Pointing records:
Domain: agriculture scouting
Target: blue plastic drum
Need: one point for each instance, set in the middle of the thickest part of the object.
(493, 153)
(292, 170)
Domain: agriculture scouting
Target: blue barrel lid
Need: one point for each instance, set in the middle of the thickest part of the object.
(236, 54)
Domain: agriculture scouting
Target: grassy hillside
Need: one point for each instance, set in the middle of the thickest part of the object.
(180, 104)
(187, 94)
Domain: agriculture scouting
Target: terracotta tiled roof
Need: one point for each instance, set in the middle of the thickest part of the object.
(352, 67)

Your objective → Please copy out every one of the items above, line for line.

Written answer →
Domain: agriculture scouting
Target: blue plastic drum
Need: one point for each instance, set in the middle of the thickest part of the object.
(493, 153)
(292, 170)
Domain: agriculture scouting
Target: blue barrel lid
Need: one point for each instance, set in the middle of the thickest part of the object.
(236, 54)
Domain: agriculture scouting
Target: grassy hillside
Need: one point for each instance, set in the middle of the thickest part of the object.
(180, 104)
(187, 94)
Domain: agriculture scouting
Target: terracotta tiled roof
Need: one point for each instance, set in the middle of the thickest part of the object.
(352, 67)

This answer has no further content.